The main purpose of this ongoing blog will be to track planetary extreme, or record temperatures related to climate change. Any reports I see of ETs will be listed below the main topic of the day. I’ll refer to extreme or record temperatures as ETs (not extraterrestrials).😉
Main Topic: A Scientist Reflects on Anger, Hope and Love Concerning the Climate Crisis
Dear Diary. Many of us as scientists are quite analytical with our work, but when it comes to our changing climate we can get emotional. Personally, it burns me that we have had solutions to the problem of carbon emissions since the 1980s, but due to denial, the implementation of these has been way too slow. Yes, as Al Gore has stated in the title of his poignant movie, the real reason behind the climate crisis is an inconvenient truth.
I ask, are we as a species just too lazy to change? Sometimes I feel like throwing something against a wall just to let off steam. Other scientists are running a gamut of emotions when they look at data showing our continued losing of the Climate War.
Here is Kate Marvel’s story from the Washington Post:
https://www.washingtonpost.com/climate-solutions/2025/06/21/climate-change-anger-hope-kate-marvel
How to feel about climate change? A scientist reflects on anger, hope and love.
Climate scientist Kate Marvel talks to The Washington Post about the complicated mix of emotions people might feel about the changing planet.
June 21, 2025

Rich Legg/iStock)

Kate Marvel is a climate scientist. She spends her days working with climate models, watching temperatures climb, glaciers melt and seas rise — and she has some feelings about it.
Marvel’s new book is called “Human Nature: Nine Ways to Feel About Our Changing Planet,” and it’s organized around emotions. There is anger, grief and fear, of course — but there is also wonder, surprise, hope and love.
Marvel spoke to The Washington Post’s flagship podcast “Post Reports” about the book, why she continues to believe humanity can stop global warming, and why giving up and going to Mars is not the answer.
These excerpts have been edited for length and clarity.
Maggie Penman: This book is structured around feelings, which I think is especially unique for a science book. Why did you want to structure it that way?
Kate Marvel: I was struggling a little bit at first, because I had these feelings, but at the same time I was a scientist and I thought, “Are not scientists supposed to be cold and objective and neutral?” I felt bad that I was feeling things when watching the climate change around me. And then I realized: I can’t be objective because I live on Earth, and everybody and everything that I love is here.
When scientists say we don’t have feelings, that doesn’t make us more credible, that makes us liars. And who is going to believe scientists if we lie about how we feel?

Information provided
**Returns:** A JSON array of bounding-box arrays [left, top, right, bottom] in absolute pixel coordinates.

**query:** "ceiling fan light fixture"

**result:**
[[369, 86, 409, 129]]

* * *

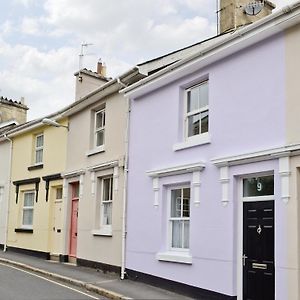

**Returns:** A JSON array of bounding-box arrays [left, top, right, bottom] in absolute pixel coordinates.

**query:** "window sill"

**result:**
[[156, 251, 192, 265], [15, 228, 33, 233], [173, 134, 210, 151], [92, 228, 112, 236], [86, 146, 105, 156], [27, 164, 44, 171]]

Problem to work on
Change the blog post on climate emotions by rewriting everything from "Maggie Penman: This" down to "it that way?", with "science book" replaced by "climate book". You won't need the entries for this work.

Worked solution
Maggie Penman: This book is structured around feelings, which I think is especially unique for a climate book. Why did you want to structure it that way?